==== PASSAGE SHOWN ====

On March 29, 2013, the Chinese Center for Disease Control and Prevention completed laboratory confirmation of three human infections with an avian influenza A(H7N9) virus not previously reported in humans (1). These infections were reported to the World Health Organization (WHO) on March 31, 2013, in accordance with International Health Regulations. The cases involved two adults in Shanghai and one in Anhui Province. All three patients had severe pneumonia, developed acute respiratory distress syndrome (ARDS), and died from their illness (2). The cases were not epidemiologically linked. The detection of these cases initiated a cascade of activities in China, including diagnostic test development, enhanced surveillance for new cases, and investigations to identify the source(s) of infection. No evidence of sustained human-to-human transmission has been found, and no human cases of H7N9 virus infection have been detected outside China, including the United States. This report summarizes recent findings and recommendations for preparing and responding to potential H7N9 cases in the United States. Clinicians should consider the diagnosis of avian influenza A(H7N9) virus infection in persons with acute respiratory illness and relevant exposure history and should contact their state health departments regarding specimen collection and facilitation of confirmatory testing.

Epidemiologic Investigation

As of April 29, 2013, China had reported 126 confirmed H7N9 infections in humans, among whom 24 (19%) died (1). Cases have been confirmed in eight contiguous provinces in eastern China (Anhui, Fujian, Henan, Hunan, Jiangsu, Jiangxi, Shandong, and Zhejiang), two municipalities (Beijing and Shanghai), and Taiwan (Figure 1). Illness onset of confirmed cases occurred during February 19–April 29 (Figure 2). The source of the human infections remains under investigation. Almost all confirmed cases have been sporadic, with no epidemiologic link to other human cases, and are presumed to have resulted from exposure to infected birds (3,4). Among 82 confirmed cases for which exposure information is available, 63 (77%) involved reported exposure to live animals, primarily chickens (76%) and ducks (20%) (3). However, at least three family clusters of two or three confirmed cases have been reported where limited human-to-human transmission might have occurred (3).

====

_TASK REQUIREMENTS:_
Answer these questions using the report on avian influenza A(H7N9):
(a) On what date did the Chinese Center for Disease Control and Prevention complete laboratory confirmation of the first three human infections?
(b) As of April 29, 2013, how many confirmed H7N9 infections in humans had China reported?
(c) Among the 82 confirmed cases with available exposure information, how many involved reported exposure to live animals?

==== ENTRIES SHOWN ====

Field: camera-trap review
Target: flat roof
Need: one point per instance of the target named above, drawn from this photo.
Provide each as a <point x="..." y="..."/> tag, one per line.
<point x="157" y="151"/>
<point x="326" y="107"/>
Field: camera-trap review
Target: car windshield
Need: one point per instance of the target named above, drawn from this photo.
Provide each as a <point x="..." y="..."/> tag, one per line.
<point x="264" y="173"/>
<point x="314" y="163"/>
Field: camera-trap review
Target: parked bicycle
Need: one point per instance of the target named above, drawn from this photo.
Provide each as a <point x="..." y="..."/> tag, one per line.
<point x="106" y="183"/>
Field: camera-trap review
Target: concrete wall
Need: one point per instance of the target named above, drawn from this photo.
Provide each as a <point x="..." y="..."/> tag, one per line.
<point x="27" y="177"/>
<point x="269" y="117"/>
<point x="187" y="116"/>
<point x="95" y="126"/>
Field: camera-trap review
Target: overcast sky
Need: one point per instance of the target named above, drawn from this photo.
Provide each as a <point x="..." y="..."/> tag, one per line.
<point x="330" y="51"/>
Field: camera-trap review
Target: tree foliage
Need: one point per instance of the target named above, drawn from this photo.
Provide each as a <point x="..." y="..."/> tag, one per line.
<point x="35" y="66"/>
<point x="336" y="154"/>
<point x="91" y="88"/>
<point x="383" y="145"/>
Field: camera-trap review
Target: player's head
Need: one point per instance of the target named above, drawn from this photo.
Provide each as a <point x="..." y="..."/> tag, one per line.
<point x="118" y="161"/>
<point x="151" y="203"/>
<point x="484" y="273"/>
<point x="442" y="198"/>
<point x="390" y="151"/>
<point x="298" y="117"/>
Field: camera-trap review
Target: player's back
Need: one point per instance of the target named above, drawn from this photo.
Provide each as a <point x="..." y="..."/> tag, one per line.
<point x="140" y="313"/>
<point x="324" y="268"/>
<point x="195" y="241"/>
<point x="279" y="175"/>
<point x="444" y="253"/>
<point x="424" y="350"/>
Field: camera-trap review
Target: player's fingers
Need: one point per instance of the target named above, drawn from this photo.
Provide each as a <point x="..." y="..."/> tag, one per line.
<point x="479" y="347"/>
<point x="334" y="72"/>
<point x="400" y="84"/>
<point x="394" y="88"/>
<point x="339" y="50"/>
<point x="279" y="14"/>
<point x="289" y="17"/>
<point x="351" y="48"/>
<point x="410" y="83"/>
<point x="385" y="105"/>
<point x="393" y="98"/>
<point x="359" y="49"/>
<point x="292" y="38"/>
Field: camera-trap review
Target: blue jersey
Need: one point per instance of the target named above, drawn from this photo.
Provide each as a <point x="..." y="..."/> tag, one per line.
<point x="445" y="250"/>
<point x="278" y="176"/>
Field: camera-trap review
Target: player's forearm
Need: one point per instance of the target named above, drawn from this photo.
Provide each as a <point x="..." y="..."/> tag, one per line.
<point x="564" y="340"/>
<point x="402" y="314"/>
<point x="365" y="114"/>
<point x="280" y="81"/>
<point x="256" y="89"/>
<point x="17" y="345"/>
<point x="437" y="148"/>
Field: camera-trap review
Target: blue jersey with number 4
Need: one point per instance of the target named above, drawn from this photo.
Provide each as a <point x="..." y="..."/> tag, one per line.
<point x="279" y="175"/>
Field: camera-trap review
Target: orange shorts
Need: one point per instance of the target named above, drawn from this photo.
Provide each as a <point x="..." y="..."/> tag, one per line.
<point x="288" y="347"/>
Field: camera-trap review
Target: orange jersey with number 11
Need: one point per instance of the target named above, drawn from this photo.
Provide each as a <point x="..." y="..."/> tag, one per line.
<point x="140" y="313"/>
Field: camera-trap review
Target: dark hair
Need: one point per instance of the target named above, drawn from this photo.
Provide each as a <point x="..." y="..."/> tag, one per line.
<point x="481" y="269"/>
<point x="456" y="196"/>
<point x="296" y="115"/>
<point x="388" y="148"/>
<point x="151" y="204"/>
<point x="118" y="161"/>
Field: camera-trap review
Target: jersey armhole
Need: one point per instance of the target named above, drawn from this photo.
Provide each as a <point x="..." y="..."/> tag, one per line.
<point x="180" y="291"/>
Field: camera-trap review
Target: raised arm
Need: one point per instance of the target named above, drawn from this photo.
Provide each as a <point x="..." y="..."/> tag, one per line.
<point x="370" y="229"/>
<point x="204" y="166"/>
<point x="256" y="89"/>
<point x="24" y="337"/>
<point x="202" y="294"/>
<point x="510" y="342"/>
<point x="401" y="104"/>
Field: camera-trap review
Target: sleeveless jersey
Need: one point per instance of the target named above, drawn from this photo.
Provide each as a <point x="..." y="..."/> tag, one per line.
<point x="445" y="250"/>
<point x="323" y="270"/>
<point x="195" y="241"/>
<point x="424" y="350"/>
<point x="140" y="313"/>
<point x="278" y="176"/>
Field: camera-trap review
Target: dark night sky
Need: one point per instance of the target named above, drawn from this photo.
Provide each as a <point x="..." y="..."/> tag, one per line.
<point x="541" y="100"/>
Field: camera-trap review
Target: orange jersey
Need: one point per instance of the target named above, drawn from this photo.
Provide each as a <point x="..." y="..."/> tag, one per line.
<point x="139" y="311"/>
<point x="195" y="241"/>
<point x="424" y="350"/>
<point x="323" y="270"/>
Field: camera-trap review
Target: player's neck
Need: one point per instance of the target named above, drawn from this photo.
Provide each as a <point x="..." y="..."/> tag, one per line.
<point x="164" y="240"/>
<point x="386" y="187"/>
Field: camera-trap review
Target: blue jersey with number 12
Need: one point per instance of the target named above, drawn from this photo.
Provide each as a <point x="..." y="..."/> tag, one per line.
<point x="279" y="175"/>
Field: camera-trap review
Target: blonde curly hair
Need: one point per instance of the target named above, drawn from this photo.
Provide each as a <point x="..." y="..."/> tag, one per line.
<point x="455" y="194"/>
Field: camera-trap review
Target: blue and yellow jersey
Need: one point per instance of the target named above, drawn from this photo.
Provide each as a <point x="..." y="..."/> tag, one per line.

====

_RESULT FOR THIS TASK:_
(a) March 29, 2013
(b) 126, of whom 24 (19%) died
(c) 63 (77%)